◆ Exercise requirements
1. In the blog post about Cathy Young and Gamergate, turn the paragraph beginning "I was more aware of Cathy Young's ideological twin" into a short bulleted list that keeps its main facts.
2. Extend the blog post about Cathy Young and Gamergate, picking up after its final sentence.

◆ Page text

════

Thursday, August 30, 2018

Cathy Young, Jesse Singal & Gamergate

Cathy Young wearing a pro-Gamergate
T-shirt from Know Your Memes
I am actually pretty glad I'm not better-known, contrary to Cathy Young's claim last week that I'm trying to "get in the spotlight somehow." If I was better known I might become the target of a vicious misogynist mob, and if I was, Cathy Young would no doubt cheer them on.

I admit before she and Jesse Singal teamed up to personally attack me last week, I hadn't really paid much attention to what Young was up to, especially since she wasn't included in the Intellectual Dark Web article written by Bari Weiss. A fact for which Young expressed what sounds like sour grapes to me, here.

I was more aware of Cathy Young's ideological twin and fellow Reason Magazine contributor, Christina Hoff Sommers, who was mentioned in the Weiss article and who was also a friend of Milo Yiannopoulos and a booster of the men's rights movement.

Up until this week I had only mentioned Cathy Young, in passing, four times in the entire almost 12-year history of this blog.

════

◆ Listing

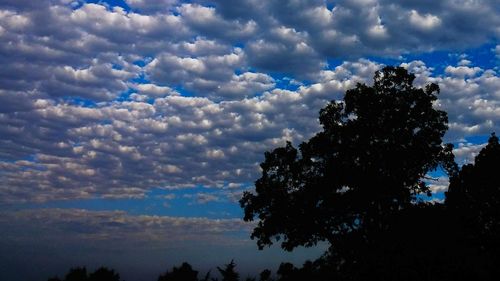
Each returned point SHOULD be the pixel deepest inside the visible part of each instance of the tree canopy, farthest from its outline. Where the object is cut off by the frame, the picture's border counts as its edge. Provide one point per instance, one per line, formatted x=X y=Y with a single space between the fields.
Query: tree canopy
x=368 y=162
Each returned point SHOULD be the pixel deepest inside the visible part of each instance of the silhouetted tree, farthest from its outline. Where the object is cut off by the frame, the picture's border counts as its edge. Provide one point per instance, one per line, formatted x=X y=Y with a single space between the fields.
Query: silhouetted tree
x=183 y=273
x=104 y=274
x=228 y=273
x=76 y=274
x=265 y=275
x=367 y=163
x=475 y=192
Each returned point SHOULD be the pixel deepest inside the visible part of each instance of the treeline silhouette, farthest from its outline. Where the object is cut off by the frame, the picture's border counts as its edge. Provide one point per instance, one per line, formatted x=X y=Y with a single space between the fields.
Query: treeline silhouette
x=361 y=185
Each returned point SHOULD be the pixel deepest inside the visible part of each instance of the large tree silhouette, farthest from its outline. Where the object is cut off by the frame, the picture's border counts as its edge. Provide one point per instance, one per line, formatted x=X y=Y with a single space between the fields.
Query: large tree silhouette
x=369 y=162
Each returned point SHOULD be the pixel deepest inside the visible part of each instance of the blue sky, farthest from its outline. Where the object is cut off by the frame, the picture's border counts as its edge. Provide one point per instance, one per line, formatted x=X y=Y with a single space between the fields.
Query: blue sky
x=129 y=129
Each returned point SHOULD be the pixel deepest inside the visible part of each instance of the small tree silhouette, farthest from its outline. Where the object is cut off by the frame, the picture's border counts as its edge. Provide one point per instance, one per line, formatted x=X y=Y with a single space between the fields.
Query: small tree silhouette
x=183 y=273
x=104 y=274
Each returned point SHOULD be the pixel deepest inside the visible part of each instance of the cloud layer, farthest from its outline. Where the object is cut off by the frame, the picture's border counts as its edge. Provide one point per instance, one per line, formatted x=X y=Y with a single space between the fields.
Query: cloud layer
x=111 y=102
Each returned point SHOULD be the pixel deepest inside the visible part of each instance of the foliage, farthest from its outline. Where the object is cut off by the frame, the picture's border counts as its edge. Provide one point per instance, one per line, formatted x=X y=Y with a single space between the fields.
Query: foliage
x=367 y=163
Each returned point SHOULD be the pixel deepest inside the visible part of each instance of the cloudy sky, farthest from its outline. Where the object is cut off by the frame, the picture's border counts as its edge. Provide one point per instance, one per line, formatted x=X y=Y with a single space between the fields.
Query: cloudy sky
x=129 y=129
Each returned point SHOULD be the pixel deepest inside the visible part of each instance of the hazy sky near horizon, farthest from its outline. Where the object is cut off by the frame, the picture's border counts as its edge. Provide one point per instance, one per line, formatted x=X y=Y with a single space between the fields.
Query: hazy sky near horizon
x=129 y=129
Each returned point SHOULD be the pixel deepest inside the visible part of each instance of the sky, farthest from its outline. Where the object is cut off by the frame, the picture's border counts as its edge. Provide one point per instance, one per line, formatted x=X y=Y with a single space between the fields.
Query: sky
x=129 y=129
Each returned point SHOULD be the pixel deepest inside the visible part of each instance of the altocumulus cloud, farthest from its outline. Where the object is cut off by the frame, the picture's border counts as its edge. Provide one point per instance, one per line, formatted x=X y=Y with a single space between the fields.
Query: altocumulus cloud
x=101 y=101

════

◆ Outputs by task
1.
- The writer knew more about Christina Hoff Sommers than about Cathy Young.
- Sommers is called Young's ideological twin and a fellow Reason Magazine contributor.
- She was mentioned in the article by Bari Weiss.
- She was a friend of Milo Yiannopoulos and a booster of the men's rights movement.

2.
I blogged about the May 2015 article in Boston Magazine which gives detailed information about the horrific evil of Eron Gjoni, the man who started Gamergate by harassing and doxxing his ex-girlfriend Zoe Quinn. An excerpt:
He chooses his words deliberately, spending much of our time together describing the month after his breakup with Quinn: how he extracted details from her Facebook, text, and email accounts; how he tracked her movements and shadowed her conversations. The process he described to me sounded as if he were gathering the pieces of a horrible machine, with each component designed to be as damaging to Quinn as possible. Eventually, the machine would have a name: “The Zoe Post,” a 9,425-word screed he published in August.
Then later:
From the start, it seems, Gjoni wanted to make certain that his blog about Quinn would connect with a large base of people in the gaming community, some of whom he already knew were passionately predisposed to attacking women in the industry.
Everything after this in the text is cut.